--- start PASSAGE ---
In real hardware, the systems we're trying to emulate (usually) have multiple "active" devices, and they run in a truly parallel fashion. The timing of interactions that occur in this system are inherent. If you have two devices, both running off a shared/related clock source, both with fixed known timing charateristics, they'll interact in a predictable way. They may interact millions of times a second, with their operations interleaving in a consistent fashion. Emulating a single active device is relatively easy. Emulating multiple active devices at once, and getting absolutely every interaction between them in the right order with the correct relative timing is much, much harder.
It's worth noting at this point, that historically most emulators haven't really tried to solve this problem. Genecyst could run Mega Drive games at full speed on a Pentium 133. How could it do this? One reason was that, like most emulators after it, it didn't attempt to get perfect timing accuracy. Although a bit of a simplification, it would basically just say "run the 68000 for X amount of time, then run the Z80 for X amount of time, then run the 68000 for another X, etc". The timing accuracy was limited to saying the two devices are "within X of each other" at any point in time. As it happens, that's enough to get a lot of code working. Why? Because the timing requirements often depend on the actual code being run within the system you're emulating. You can write code that'll work even if the timing of the system is massively off. You can also write code that requires bleeding-edge timing cases to be emulated perfectly, or it all falls down in a massive heap. If you want to write an emulator that plays some (or even most) games on a given system with the apparent correct result as far as the player can see, and you don't care about more than that, you can do some really simple nieve things and get what you want. If you want to write an emulator that runs all code exactly and precisely in the same way as the original system, such that nobody can write any code that can behave differently on your emulator than the real hardware (intentionally or unintentionally), you have to go all in and fully emulate the timing interactions faithfully.
So that's the problem, and why we want to solve it. I've said emulating at this level is harder. It's harder for two main reasons:
1. Obtaining precise information on the timing of operations the devices performs is difficult, as the details are often not documented, or where they are the documentation is usually insufficient and/or incorrect.
2. The very nature of modern CPU architecture is ill-suited to running code which can emulate these systems at high speed.
Point 1 is well understood, and it can be solved over time with hardware testing and analysis. Point 2 is the issue being discussed here though. We want to be able to emulate a system as fast as possible, but trying to solve the timing problem creates challenges for performance.
--- end PASSAGE ---
COMPLETE THE FOLLOWING:
A – Please reproduce the emulation passage word for word between "2. The very" and "challenges for performance.", inclusive.
B – Quote the entries from the line holding "front leg, one line per instance." through the final line of the entries, inclusive.
The emulation passage and the entries after it are unrelated to each other.
--- start RECORDS SUPPLIED ---
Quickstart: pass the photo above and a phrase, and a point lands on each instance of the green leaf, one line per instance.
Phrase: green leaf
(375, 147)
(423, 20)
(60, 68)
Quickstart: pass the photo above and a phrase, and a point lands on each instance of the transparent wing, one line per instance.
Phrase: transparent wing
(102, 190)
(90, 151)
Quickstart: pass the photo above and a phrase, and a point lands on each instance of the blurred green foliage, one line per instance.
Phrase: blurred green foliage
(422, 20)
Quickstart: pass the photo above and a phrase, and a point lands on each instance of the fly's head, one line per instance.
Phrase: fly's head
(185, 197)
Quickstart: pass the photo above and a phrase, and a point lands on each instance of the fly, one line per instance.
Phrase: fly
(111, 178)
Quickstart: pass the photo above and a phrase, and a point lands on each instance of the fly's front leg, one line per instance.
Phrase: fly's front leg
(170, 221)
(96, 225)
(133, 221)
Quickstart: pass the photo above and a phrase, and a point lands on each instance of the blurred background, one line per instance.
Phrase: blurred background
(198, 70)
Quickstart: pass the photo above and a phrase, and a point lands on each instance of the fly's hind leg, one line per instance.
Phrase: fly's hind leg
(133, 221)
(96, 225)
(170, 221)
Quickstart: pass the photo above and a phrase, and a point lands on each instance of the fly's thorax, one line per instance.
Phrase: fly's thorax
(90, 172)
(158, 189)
--- end RECORDS SUPPLIED ---
WRITTEN ANSWERS:
A –
2. The very nature of modern CPU architecture is ill-suited to running code which can emulate these systems at high speed.
Point 1 is well understood, and it can be solved over time with hardware testing and analysis. Point 2 is the issue being discussed here though. We want to be able to emulate a system as fast as possible, but trying to solve the timing problem creates challenges for performance.

B –
Quickstart: pass the photo above and a phrase, and a point lands on each instance of the fly's front leg, one line per instance.
Phrase: fly's front leg
(170, 221)
(96, 225)
(133, 221)
Quickstart: pass the photo above and a phrase, and a point lands on each instance of the blurred background, one line per instance.
Phrase: blurred background
(198, 70)
Quickstart: pass the photo above and a phrase, and a point lands on each instance of the fly's hind leg, one line per instance.
Phrase: fly's hind leg
(133, 221)
(96, 225)
(170, 221)
Quickstart: pass the photo above and a phrase, and a point lands on each instance of the fly's thorax, one line per instance.
Phrase: fly's thorax
(90, 172)
(158, 189)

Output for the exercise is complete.